Text shown: Begin

Effect of temperature on the performance of perovskite solar cells

• Published in: Journal of materials science. Materials in electronics Vol. 32; no. 10; pp. 12784 - 12792
• Main Authors: Meng, Qi, Chen, Yichuan, Xiao, Yue Yue, Sun, Junjie, Zhang, Xiaobo, Han, Chang Bao, Gao, Hongli, Zhang, Yongzhe, Yan, Hui
• Format: Journal Article
• Language: English
• Published: New York Springer US 01.05.2021; Springer Nature B.V
• Subjects: Characterization and Evaluation of Materials; Chemistry and Materials Science; Decomposition; Efficiency; Heat; Heat treatment; Lead compounds; Materials Science; Metal halides; Optical and Electronic Materials; Perovskites; Photovoltaic cells; Red shift; Solar cells; Temperature effects; Thermal decomposition; Thermal stability
• ISSN: 0957-4522; 1573-482X
• DOI: 10.1007/s10854-020-03029-y

The poor stability of perovskite solar cells is a crucial obstacle for its commercial applications. Here, we investigate the thermal stability of the mixed cation organic–inorganic lead halide perovskites (FAPbI 3 ) 1− x MAPb(Br 3− y Cl y ) x films and devices in air atmosphere. The results show that with the increase of heat treatment from 25 to 250 °C, the MA-perovskite decomposed into PbI 2 firstly and the efficiency of corresponding solar cells reduced linearly. For the perovskite film, the increased heat treatment temperature can bring the redshift of the absorption edge leading to the decrease of band gap from 1.569 to 1.508 eV and increase of defect density from 3.87 × 10 17  cm −3 to 9.03 × 10 17  cm −3 . However, a proper heat treatment time (10 min) at certain temperature (85 °C) can passivate defects effectively and improve the efficiency to 16.50%, realizing a 15% relative improvement of average efficiency. This work reveals a detailed thermal decomposition behavior of perovskite material and solar cells, which may provide insights into the stability of perovskite solar cells.

Text shown: End
Given data: Begin

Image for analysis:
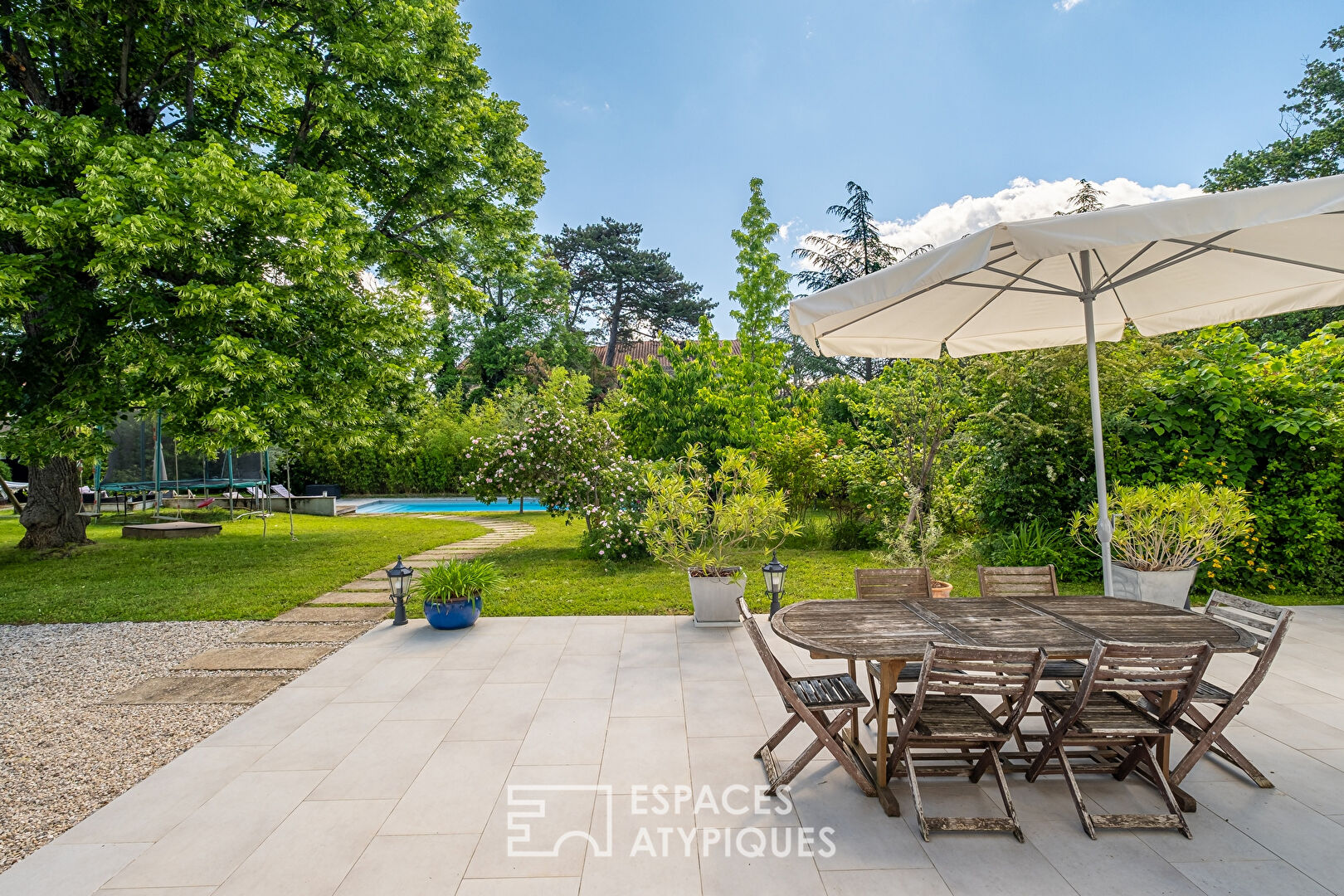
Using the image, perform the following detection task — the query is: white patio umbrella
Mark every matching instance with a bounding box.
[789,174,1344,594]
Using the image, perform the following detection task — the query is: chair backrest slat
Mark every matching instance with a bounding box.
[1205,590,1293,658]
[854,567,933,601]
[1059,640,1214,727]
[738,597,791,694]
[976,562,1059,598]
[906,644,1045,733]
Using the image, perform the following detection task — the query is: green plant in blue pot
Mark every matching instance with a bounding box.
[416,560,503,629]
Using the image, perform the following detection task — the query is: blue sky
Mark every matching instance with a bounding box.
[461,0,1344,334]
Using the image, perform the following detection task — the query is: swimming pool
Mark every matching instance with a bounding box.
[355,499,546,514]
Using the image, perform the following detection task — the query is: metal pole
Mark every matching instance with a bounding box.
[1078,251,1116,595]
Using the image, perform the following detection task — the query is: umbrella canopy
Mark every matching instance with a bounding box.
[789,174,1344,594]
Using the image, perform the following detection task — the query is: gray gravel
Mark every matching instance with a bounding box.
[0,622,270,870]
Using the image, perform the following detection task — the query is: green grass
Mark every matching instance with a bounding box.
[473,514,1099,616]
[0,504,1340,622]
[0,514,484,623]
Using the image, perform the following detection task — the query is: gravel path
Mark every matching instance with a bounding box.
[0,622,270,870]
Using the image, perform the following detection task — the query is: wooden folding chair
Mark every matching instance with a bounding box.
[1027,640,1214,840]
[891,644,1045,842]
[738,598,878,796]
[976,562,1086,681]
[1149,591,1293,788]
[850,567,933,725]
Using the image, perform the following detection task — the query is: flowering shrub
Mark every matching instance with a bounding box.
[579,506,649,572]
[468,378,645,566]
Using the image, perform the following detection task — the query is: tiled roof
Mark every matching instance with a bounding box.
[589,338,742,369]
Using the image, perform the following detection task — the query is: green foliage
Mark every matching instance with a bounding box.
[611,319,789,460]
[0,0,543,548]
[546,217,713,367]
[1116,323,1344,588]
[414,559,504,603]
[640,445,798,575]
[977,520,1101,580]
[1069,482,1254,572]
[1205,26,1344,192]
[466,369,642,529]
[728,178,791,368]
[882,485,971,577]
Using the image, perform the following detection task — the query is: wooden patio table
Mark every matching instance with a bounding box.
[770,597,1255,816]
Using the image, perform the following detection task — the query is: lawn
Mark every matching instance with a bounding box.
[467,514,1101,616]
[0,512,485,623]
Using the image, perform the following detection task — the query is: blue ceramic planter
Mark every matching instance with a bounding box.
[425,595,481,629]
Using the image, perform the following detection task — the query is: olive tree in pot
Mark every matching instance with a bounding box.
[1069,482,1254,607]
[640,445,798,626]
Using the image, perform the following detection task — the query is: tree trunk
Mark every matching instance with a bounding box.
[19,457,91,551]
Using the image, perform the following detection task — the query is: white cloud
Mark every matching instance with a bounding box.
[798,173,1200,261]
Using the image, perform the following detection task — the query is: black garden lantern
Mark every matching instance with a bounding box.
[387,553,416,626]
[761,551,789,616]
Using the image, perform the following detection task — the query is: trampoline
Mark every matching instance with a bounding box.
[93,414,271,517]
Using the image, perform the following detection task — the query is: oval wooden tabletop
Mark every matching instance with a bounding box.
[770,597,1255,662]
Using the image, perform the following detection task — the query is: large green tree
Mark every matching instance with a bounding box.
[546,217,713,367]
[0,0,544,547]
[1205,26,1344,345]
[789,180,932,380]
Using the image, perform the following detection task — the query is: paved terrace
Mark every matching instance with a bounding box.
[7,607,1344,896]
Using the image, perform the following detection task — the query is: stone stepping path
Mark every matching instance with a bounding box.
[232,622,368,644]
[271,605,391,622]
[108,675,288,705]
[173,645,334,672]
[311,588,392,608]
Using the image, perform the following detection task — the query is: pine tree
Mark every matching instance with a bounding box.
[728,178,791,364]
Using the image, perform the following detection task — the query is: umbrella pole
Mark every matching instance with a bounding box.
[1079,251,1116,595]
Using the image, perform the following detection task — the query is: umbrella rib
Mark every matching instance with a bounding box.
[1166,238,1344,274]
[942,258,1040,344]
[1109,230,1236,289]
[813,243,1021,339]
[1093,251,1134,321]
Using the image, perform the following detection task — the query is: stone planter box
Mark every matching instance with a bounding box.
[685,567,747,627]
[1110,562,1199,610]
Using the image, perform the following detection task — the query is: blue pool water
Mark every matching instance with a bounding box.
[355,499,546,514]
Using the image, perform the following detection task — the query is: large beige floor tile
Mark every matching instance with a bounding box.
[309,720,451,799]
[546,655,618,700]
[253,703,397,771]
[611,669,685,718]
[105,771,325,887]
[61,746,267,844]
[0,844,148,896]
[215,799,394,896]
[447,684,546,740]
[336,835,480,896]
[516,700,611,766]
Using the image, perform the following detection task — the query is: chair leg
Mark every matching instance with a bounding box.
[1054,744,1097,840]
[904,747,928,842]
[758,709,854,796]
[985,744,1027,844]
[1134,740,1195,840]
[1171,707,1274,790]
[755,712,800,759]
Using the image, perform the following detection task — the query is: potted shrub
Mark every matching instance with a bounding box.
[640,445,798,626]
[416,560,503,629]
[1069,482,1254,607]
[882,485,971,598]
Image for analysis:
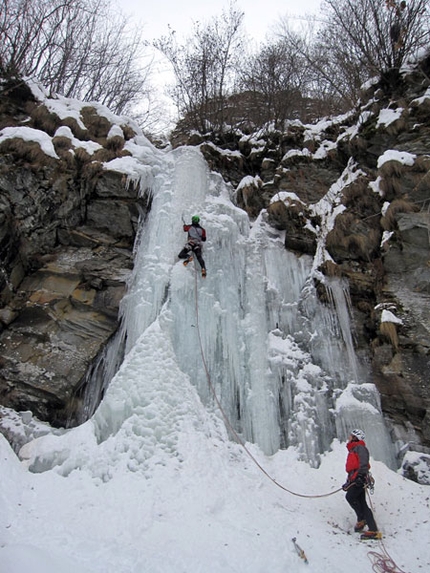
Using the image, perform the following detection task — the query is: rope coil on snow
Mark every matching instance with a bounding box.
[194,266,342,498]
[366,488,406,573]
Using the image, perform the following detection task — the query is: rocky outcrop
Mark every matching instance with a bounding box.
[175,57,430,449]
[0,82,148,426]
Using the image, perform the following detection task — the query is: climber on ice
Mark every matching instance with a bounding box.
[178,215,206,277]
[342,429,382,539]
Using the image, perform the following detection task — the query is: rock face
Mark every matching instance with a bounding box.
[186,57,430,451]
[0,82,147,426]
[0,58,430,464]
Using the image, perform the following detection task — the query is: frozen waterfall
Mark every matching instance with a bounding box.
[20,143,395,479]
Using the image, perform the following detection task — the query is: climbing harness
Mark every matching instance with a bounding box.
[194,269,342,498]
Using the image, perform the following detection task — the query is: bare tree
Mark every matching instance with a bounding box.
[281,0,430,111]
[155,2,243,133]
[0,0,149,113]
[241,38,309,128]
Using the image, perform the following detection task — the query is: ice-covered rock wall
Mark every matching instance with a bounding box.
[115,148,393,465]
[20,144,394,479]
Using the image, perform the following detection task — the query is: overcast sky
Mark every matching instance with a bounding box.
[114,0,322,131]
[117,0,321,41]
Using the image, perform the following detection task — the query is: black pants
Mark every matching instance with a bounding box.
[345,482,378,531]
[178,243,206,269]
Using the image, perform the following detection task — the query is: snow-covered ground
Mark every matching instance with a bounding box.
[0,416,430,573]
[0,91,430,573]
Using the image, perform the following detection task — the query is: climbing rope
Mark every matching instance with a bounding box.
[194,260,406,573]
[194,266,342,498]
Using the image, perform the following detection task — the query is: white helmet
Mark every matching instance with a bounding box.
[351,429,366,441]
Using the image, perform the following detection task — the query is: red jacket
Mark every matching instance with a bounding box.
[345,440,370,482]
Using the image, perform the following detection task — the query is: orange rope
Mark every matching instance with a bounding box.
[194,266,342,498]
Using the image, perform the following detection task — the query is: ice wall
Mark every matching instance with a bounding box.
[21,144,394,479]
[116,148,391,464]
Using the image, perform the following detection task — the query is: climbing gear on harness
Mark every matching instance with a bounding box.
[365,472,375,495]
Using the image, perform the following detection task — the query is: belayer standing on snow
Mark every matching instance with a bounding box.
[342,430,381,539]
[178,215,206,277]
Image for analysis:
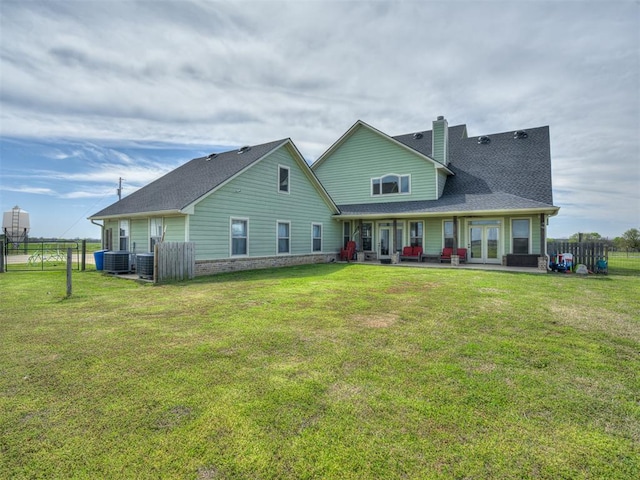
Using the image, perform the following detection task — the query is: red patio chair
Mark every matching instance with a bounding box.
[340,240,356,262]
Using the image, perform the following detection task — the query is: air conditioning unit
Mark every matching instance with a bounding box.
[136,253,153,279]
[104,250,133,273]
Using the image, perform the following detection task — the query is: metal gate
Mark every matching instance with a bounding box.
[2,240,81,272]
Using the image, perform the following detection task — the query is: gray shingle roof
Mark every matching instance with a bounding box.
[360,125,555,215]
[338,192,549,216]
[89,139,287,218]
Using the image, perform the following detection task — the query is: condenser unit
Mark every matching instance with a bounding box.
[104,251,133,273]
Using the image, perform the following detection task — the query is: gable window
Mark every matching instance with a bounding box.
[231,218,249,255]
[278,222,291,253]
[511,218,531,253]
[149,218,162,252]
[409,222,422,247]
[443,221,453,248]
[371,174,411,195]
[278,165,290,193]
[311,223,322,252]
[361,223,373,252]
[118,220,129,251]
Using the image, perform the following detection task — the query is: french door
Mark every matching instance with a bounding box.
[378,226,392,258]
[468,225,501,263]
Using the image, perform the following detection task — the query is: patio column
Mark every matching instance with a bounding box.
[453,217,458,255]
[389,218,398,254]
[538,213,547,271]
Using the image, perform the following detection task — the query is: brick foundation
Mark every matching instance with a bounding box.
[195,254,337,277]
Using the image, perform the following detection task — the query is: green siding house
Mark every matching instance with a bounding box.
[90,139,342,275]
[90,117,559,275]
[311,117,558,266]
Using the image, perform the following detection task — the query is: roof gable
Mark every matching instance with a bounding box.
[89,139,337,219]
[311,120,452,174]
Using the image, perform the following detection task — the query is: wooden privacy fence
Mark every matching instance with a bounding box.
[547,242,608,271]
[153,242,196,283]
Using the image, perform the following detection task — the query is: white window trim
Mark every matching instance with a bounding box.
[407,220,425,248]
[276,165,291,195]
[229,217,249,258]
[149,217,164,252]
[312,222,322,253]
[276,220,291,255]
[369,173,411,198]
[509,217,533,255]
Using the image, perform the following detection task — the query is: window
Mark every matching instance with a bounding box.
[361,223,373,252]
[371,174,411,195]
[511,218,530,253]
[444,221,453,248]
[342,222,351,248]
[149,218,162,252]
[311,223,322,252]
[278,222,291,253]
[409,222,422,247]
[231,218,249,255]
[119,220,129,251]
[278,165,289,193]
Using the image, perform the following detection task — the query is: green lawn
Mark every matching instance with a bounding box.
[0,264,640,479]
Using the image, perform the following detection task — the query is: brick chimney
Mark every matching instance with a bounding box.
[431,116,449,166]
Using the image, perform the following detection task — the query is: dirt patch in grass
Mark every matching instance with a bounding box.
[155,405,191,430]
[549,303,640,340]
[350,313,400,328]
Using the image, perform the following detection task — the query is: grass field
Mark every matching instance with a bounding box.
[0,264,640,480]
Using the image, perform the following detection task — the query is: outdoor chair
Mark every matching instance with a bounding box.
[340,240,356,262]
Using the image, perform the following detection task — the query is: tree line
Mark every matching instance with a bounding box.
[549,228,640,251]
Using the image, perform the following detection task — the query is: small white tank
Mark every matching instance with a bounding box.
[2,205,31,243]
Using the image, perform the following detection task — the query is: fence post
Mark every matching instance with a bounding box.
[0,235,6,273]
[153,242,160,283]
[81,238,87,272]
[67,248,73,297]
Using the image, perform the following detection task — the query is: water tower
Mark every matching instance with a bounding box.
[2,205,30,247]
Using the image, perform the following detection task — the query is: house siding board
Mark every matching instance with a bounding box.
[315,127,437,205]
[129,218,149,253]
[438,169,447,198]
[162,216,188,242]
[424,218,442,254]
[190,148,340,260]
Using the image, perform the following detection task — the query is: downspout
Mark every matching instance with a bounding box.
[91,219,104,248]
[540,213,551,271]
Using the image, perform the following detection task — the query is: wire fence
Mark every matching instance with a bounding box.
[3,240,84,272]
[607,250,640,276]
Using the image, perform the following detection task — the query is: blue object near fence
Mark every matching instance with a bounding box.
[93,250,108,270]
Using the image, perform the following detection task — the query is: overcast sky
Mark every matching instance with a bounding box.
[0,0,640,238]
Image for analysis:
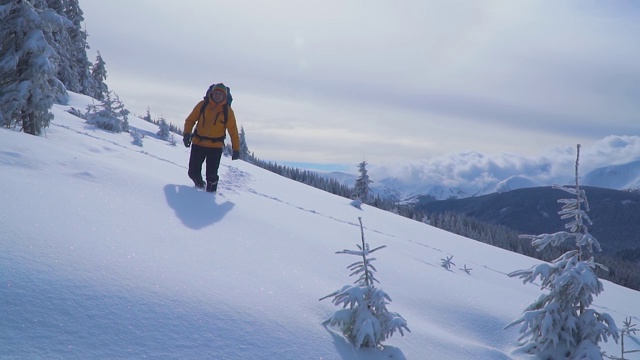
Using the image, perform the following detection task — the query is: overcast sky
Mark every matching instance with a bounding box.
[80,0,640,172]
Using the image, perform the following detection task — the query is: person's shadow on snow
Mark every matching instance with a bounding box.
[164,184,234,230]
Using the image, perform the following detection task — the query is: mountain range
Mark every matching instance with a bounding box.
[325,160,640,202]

Given data: End

| Exercise objective |
Do the following statements agree with the text on perovskite solar cells? Answer yes or no for each, and quote the words of the text that decide it.
1. Raising the heat treatment temperature lowered the band gap of the perovskite film.
2. The efficiency of 16.50% was reached with a heat treatment of 30 min at 85 °C.
3. The films and devices were studied in air.

| Task result |
1. Yes: "the decrease of band gap from 1.569 to 1.508 eV"
2. No: "a proper heat treatment time (10 min) at certain temperature (85 °C)"
3. Yes: "films and devices in air atmosphere"